**Job a:**
Decide whether each statement below agrees with the forum thread. Answer yes or no, and quote the words from the thread that settle it.
(i) The first comment says the second section argues in favor of backchaining.
(ii) The last paragraph says the second half of the essay is included in this post.
(iii) The reply says that, if its posit is correct, there should be a much higher evidential bar for the efficacy of plans.

These are interesting anecdotes but it feels like they could just as easily be used to argue for the opposite conclusion.
That is, your frame here is something like “planning is hard therefore you should distrust alignment plans”.
But you could just as easily frame this as “abstract reasoning about unfamiliar domains is hard therefore you should distrust doom arguments”.
Also, the second section makes an argument in favor of backchaining. But that seems to contradict the first section, in which people tried to backchain and it went badly. The best way for them to make progress would have been to play around with a bunch of possibilities, which is closer to forward-chaining.
(And then you might say: well, in this context, they only got one shot at the problem. To which I’d say: okay, so the most important intervention is to try to have more shots on the problem. Which isn’t clearly either forward-chaining or back-chaining, but probably closer to the former.)
These are interesting anecdotes but it feels like they could just as easily be used to argue for the opposite conclusion.
That is, your frame here is something like “planning is hard therefore you should distrust alignment plans”.
But you could just as easily frame this as “abstract reasoning about unfamiliar domains is hard therefore you should distrust doom arguments”.
That doesn’t sound right to me.
The reported observation is not just that these particular people people failed at a planning / reasoning task. The reported observation is that they repeatedly made optimistic miscalibrated assumptions, because those assumptions supported a plan.
There’s a more specific reasoning error that’s being posited, beyond “people are often wrong when trying to reason about abstract domains without feedback”. Something like “people will anchor on ideas, if those ideas are necessary for the success of a plan, and they don’t see an alternative plan.”
If that posit is correct, that’s not just an update of “reasoning abstractly is hard and we should widen our confidence intervals / be more uncertain”. We should update to having a much higher evidential bar for the efficacy of plans.
I had a second half of this essay that felt like it was taking too long to pull together and I wasn’t quite sure who I was arguing with. I decided I’d probably try to make it a second post. I generally agree it’s not that obvious what lessons to take.

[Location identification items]

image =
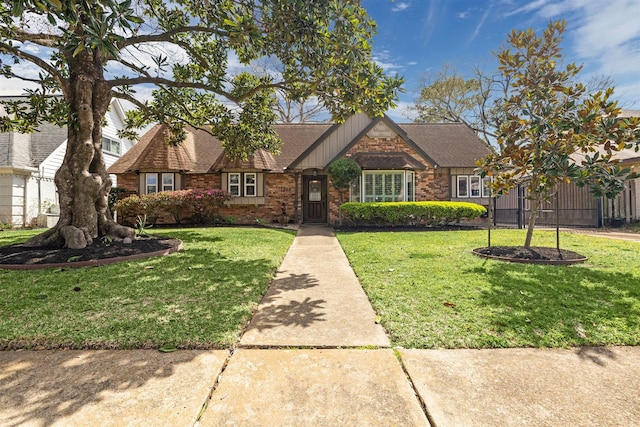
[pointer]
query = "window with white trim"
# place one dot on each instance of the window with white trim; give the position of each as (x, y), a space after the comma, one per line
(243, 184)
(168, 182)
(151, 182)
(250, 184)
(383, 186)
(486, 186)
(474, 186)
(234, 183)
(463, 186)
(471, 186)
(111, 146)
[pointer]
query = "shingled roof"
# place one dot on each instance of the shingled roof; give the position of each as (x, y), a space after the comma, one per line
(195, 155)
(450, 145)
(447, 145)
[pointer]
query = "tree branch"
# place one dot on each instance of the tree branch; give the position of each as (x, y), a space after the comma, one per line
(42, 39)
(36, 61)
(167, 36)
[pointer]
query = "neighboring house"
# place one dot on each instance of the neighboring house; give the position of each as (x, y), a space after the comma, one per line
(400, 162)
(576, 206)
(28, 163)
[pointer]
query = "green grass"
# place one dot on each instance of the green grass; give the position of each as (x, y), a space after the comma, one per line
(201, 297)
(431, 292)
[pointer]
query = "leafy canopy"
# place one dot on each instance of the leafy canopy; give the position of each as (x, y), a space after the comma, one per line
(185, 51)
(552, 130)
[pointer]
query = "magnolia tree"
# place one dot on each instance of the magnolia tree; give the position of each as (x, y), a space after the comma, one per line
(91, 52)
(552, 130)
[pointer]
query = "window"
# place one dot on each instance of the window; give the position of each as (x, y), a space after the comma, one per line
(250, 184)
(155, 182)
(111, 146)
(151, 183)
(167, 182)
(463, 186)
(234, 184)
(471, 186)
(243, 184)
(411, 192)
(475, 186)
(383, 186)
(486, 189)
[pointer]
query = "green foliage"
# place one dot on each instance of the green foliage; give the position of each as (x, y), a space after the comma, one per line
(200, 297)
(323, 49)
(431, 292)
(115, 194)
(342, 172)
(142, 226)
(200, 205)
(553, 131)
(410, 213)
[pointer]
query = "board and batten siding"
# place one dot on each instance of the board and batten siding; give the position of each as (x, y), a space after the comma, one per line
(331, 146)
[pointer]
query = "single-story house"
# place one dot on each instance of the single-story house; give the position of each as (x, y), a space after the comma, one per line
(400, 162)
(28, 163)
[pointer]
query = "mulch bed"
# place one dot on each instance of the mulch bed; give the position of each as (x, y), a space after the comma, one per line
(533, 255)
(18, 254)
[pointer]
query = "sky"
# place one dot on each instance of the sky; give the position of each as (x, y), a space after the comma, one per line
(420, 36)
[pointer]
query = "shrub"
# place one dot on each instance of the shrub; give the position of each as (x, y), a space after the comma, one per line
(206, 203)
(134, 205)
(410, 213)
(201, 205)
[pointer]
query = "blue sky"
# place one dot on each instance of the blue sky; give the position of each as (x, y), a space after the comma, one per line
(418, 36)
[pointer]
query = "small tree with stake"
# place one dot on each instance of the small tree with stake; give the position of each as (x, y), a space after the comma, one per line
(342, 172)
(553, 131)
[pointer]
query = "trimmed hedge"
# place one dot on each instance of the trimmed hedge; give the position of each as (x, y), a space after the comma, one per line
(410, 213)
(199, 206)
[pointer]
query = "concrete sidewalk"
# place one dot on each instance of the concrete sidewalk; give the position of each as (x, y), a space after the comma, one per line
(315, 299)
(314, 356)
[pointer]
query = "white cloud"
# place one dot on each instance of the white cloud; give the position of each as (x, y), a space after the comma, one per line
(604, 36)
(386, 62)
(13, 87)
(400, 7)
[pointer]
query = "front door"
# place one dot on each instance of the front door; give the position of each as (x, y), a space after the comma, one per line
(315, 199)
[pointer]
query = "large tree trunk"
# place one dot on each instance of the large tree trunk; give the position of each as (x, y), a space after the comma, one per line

**Job b:** List every line of the listing that contains the string "foliage", treating case as significant.

**Exercise result a:**
(i) Yes: "the second section makes an argument in favor of backchaining."
(ii) No: "I decided I’d probably try to make it a second post."
(iii) Yes: "We should update to having a much higher evidential bar for the efficacy of plans."

**Exercise result b:**
query = "green foliage"
# place one dot on each instance of the green foliage; give the position of each as (x, y), a space after the comma, one per line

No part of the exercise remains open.